■ Material supplied
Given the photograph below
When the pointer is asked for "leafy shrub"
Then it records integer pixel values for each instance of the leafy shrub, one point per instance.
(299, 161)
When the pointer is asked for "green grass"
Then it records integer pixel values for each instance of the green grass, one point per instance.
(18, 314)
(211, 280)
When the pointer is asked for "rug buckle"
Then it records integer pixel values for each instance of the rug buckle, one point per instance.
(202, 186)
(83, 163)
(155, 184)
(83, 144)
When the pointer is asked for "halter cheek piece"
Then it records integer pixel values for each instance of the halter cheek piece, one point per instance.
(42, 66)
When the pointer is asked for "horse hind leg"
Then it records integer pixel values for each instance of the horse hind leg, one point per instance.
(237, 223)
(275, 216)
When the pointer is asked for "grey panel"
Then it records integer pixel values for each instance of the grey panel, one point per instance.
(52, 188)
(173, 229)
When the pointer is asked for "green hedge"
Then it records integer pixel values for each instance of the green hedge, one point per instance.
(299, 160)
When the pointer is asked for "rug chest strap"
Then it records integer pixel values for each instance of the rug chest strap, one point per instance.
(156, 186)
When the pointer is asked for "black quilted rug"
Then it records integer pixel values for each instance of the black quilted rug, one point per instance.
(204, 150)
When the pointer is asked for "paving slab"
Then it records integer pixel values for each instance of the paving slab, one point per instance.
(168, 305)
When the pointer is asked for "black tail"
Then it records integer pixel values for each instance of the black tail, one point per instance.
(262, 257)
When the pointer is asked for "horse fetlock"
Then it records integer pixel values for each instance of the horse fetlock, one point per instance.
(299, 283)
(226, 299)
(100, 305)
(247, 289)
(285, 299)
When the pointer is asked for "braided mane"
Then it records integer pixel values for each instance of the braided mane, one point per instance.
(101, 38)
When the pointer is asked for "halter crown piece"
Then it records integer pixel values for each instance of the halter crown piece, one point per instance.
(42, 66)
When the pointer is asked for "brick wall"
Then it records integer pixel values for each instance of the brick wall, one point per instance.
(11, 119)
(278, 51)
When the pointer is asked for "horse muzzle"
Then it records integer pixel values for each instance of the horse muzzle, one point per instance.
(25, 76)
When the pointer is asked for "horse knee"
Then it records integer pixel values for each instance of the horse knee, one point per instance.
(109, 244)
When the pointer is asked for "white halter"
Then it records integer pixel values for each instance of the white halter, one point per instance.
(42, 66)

■ Exercise objective
Please repeat each entry exactly as written.

■ Result of the exercise
Given the photograph below
When the pointer is asked for "leafy shrub"
Then it records integer pixel values for each instance of the leafy shrub, one point per instance.
(299, 161)
When the pointer is asked for "green grass"
Then it records integer pixel values for each instance of the green grass, one point per instance.
(18, 314)
(211, 280)
When the pointer is asked for "rug buckle"
Then it records integer pixel values for each instance of the rug buckle, one point per instance.
(202, 186)
(83, 163)
(155, 184)
(83, 144)
When the pointer is asked for "halter cheek piece"
Then it records integer pixel values for each instance of the halter cheek piece, one point per instance.
(42, 66)
When the pointer is asked for "horse hind leg"
Then it records integer pixel values for each instance of the horse hind leg, one point per instance.
(237, 223)
(275, 216)
When the pointer is asked for "grey panel"
Then it records integer pixel values for each instance of the grey panel, one point per instance.
(52, 188)
(173, 229)
When the pointer is asked for "green hedge"
Then it records integer pixel values for each instance of the green hedge, one point per instance.
(299, 160)
When the pointer is asked for "rug chest strap"
Then it records integer pixel values for each instance of the rug chest strap, one point per instance.
(156, 186)
When the pointer is asked for "black quilted rug"
Then it records integer pixel values for each instance of the black quilted rug, one point per instance.
(204, 150)
When the pointer is asked for "paving slab"
Then it records integer pixel values for each instance of the paving slab, one point per instance.
(168, 305)
When the pointer is asked for "black tail"
Then it records integer pixel values for each instance of the black tail, one point per instance.
(262, 257)
When the pointer is asked for "horse fetlock"
Then it records integer pixel values for each instance of the horse fetlock, one point per instance.
(299, 283)
(226, 299)
(100, 305)
(247, 289)
(285, 299)
When the pointer is asked for "braided mane"
Then it records integer pixel values for each instance of the braided mane, one point per instance.
(101, 38)
When the pointer is asked for "halter crown piece"
Then it records integer pixel values for each instance of the halter crown piece, one point per instance.
(42, 66)
When the pointer is asked for "brick wall"
Then it records integer pixel values for each instance of the brick wall, one point per instance.
(11, 119)
(278, 51)
When the pointer is asked for "horse muzzle"
Then it records integer pixel values for each instance of the horse muzzle, one point per instance.
(25, 76)
When the pointer is asked for "horse knee"
Then it records integer pixel values for each instance of the horse knee, one point per instance.
(109, 244)
When the pointer is asked for "white halter"
Then it records integer pixel values for each instance of the white halter, one point per instance.
(42, 66)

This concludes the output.